■ SHORT TASK A:
Decide whether each statement below agrees with the forum post on Introverted Thinking and Introverted Feeling. For each one, answer yes or no and quote the words from the post that decide it.
(i) Using Introverted Feeling to make spaghetti sauce means following recipes and measuring ingredients.
(ii) The post holds that Ti and Fi are both forms of reasoning.
(iii) Paul Simon is offered as an example in the description of people for whom Introverted Thinking is primary.

■ PAGE EXTRACT:
+--

Haha, don't we all? But, unfortunately there's not much consensus as to what the functions actually are, thus all the bickering 
Some of Lenore Thomson's descriptions: 



*Introverted Thinking:*

“Although Introverted Thinking and Introverted Feeling both prompt us to *reason* perceptually, as a situation is happening, the preside over different areas of Judgment. *Introverted thinking is dispassionate and impersonal, prompting an interest in systemic logic: the probably consequences of immediate choice. For example, if we drill new holes into our shelf groove, we will have to compensate at other points in the process?*” (366).

“*ITPs*, for whom Introverted Thinking is primary, are usually creative technicians of one sort or another who *reason literally in terms of patterns and emerging variables*. Paul Simon, for example, talks about the constant evolution of a song has he exploits its structural potential, incorporating a snatch of Bach here, a gospel chord change there, each decision affecting the whole, creating new consequences and possibilities” (366).
_______

*Introverted Feeling:*

“*Introverted Feeling* focuses our attention differently. It *encourages a personal relationship with an evolving pattern, a will to gauge the situation by an experiential ideal*. For example, if we use Introverted Feeling to make a good spaghetti sauce, we won’t follow recipes or measure ingredients. We’ll sample the sauce as we’re making it, gauging its taste, smell, and texture by their ideal outcome and adjusting for circumstantial variables so the emerging patterns stays on track” (367).

“*Although this process might be called aesthetic judgment, it doesn’t operate on the basis of artistic principles. Its basis is living, breathing, firsthand experience. If we’ve never encountered a decent spaghetti sauce, we wouldn’t use Introverted Feeling.* We’d turn to objective Judgment: acquire a recipe (Extraverted Thinking) or ask a friend for advice (Extraverted Feeling). We might even use Introverted Thinking and experiment. *To invoke Introverted Feeling, however, we have to know the difference between a good outcome and a bad one—know with our senses, in our bones*” (367).
_______

* Both Ti and Fi are forms of reasoning
* They are both situational (which is why, according to this theorist, Ji expresses itself as Perceiving in MBTI--because Ji doesn't create criteria that can be applied to any situation to make it predictable). 
* They aren't consciously thought out, all though, their decisions can be accessed by reflecting/asking the self why or how they suddenly came to that conclusion.

* Like @_JungyesMBTIno_ said, Fi operates on ideals. It holds an expectation of how should affect people for the better/in a positive way; it should make you feel good. The ideal however is subjective--rooted in personal experience. Ti differs because it's not focused on how the situation is affecting, but rather it notices the logical relation between "facts" (could be people, but it would still hold an impersonal attitude). However, I'm not sure how Ti, from this perspective, remains consistent with Jung's idea about the Introverted processes being "subjective", ie related to the Self/Ego.

+--

■ DATA SUPPLIED:
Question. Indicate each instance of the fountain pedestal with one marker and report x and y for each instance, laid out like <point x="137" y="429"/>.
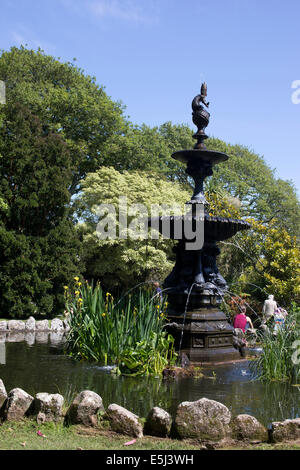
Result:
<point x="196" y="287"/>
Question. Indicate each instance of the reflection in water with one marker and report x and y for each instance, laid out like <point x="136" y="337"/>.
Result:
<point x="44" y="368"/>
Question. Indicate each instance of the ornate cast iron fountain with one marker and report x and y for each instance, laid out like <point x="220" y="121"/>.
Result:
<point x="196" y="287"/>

+--

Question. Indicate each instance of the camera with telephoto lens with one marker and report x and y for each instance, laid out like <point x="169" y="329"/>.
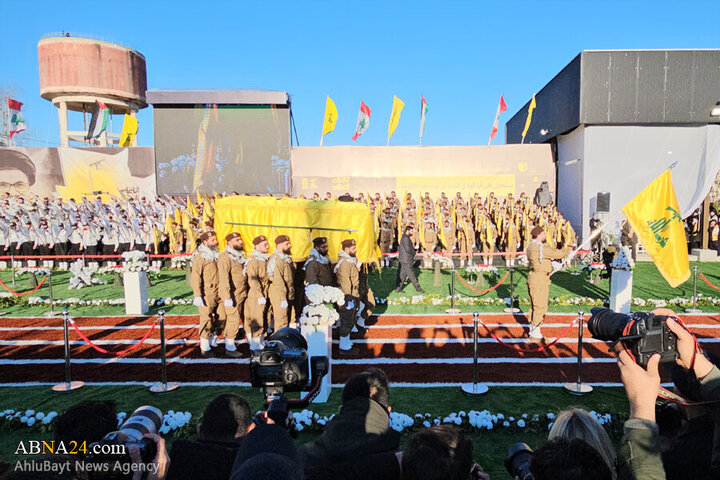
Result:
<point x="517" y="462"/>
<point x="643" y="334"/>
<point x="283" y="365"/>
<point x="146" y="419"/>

+--

■ SHORT TASK B:
Pick out every line of the records above containing the string "fountain", and copy each one.

■ TASK ANSWER A:
(i) No: "we won’t follow recipes or measure ingredients"
(ii) Yes: "Both Ti and Fi are forms of reasoning"
(iii) Yes: "Paul Simon, for example, talks about the constant evolution of a song"

■ TASK ANSWER B:
Question. Indicate each instance of the fountain pedestal with one marker and report x and y for each instance, laid out like <point x="137" y="429"/>.
Question. Indicate each instance of the ornate cast iron fountain with one marker and report x and y for each instance, laid out like <point x="220" y="121"/>.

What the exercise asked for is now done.